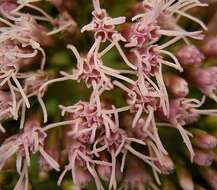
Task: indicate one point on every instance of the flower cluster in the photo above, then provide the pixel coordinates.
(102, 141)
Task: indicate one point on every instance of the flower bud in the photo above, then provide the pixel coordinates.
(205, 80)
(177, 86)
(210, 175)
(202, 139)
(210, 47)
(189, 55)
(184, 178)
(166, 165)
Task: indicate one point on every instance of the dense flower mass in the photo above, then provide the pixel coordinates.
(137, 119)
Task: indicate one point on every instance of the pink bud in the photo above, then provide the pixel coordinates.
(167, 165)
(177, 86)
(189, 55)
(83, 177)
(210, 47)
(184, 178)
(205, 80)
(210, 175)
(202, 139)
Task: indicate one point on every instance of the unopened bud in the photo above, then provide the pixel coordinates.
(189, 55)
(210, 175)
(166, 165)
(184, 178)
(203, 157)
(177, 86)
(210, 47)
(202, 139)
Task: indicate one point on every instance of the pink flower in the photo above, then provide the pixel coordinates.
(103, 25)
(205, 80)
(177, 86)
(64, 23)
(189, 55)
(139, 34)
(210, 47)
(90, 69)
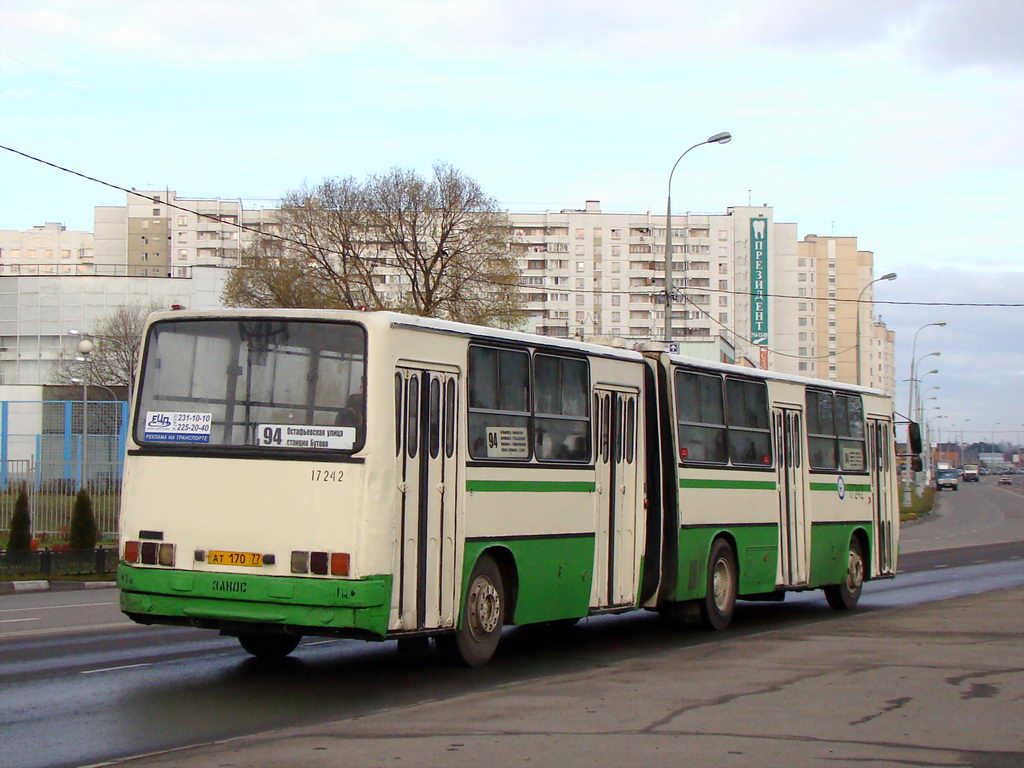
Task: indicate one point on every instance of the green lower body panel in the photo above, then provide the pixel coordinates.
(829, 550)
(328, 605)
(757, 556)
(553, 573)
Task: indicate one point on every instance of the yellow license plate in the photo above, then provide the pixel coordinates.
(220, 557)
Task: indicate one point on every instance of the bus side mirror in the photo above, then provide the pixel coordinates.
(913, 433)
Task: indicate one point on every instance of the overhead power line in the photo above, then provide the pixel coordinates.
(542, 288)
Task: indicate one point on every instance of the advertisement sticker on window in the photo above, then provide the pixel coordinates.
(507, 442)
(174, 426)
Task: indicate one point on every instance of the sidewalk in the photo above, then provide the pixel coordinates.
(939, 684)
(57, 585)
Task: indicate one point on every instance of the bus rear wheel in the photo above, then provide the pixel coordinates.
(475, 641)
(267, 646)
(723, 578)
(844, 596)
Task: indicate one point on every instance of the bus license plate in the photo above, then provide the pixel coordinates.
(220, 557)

========================================

# [Task goal]
Leave the pictures out, and print every line of the listing exactly as written.

# [Reply]
Task: indicate one point on every instance of the flower cluster in the photo above, then provide the pixel coordinates.
(102, 141)
Task: indicate one point on every instance of the flower bud in the photo above, then provide the pixel coordinates.
(205, 80)
(177, 86)
(210, 175)
(202, 139)
(210, 47)
(189, 55)
(184, 178)
(166, 165)
Task: indicate one point on every instance of the dense flower mass in the photo above, then provide the pixel coordinates.
(137, 119)
Task: indicate one point on every instance of the pink bud in the photo above, then provide the pixel coordinates.
(167, 165)
(177, 86)
(189, 55)
(83, 177)
(210, 47)
(184, 178)
(205, 80)
(210, 175)
(202, 139)
Task: indicate one point on every instance of the unopened bud in the photo above, then provide the pixel coordinates.
(189, 55)
(210, 175)
(166, 165)
(184, 178)
(203, 157)
(177, 86)
(210, 47)
(202, 139)
Task: indicate one point on every instance of the pink flower in the photo above, then provide the pixel coordinates.
(103, 25)
(205, 80)
(177, 86)
(64, 23)
(189, 55)
(139, 34)
(210, 47)
(90, 69)
Task: indicate one point on every instance of the green lower body panel in the photo above, then provide the pixel coordinates.
(829, 550)
(328, 605)
(757, 556)
(553, 573)
Task: indicate one point on every instance of the yellow license plate in the photo above, then provide the pixel coordinates.
(220, 557)
Task: indicate one point on every instance of the bus side mirror in the photo above, then provide the pixel coordinates.
(913, 433)
Task: indicate one point on every instance of the overhead power line in the photo above, then provide the pixel coordinates.
(542, 288)
Task: indicate one point on every instance of the advertisement sticker on window in the photo above, then provide the pixel coordinates.
(507, 442)
(174, 426)
Task: indicate one point on every instance of the sidewalk in the photo above, then provide the pixel coordinates.
(939, 684)
(57, 585)
Task: indicate one point on every instance of the bus rear wheel in the photo above, then provide the pixel coordinates.
(475, 641)
(267, 646)
(723, 578)
(844, 596)
Task: indicate one point on every instance of the bus license plate in the photo above, then provide the pixel coordinates.
(220, 557)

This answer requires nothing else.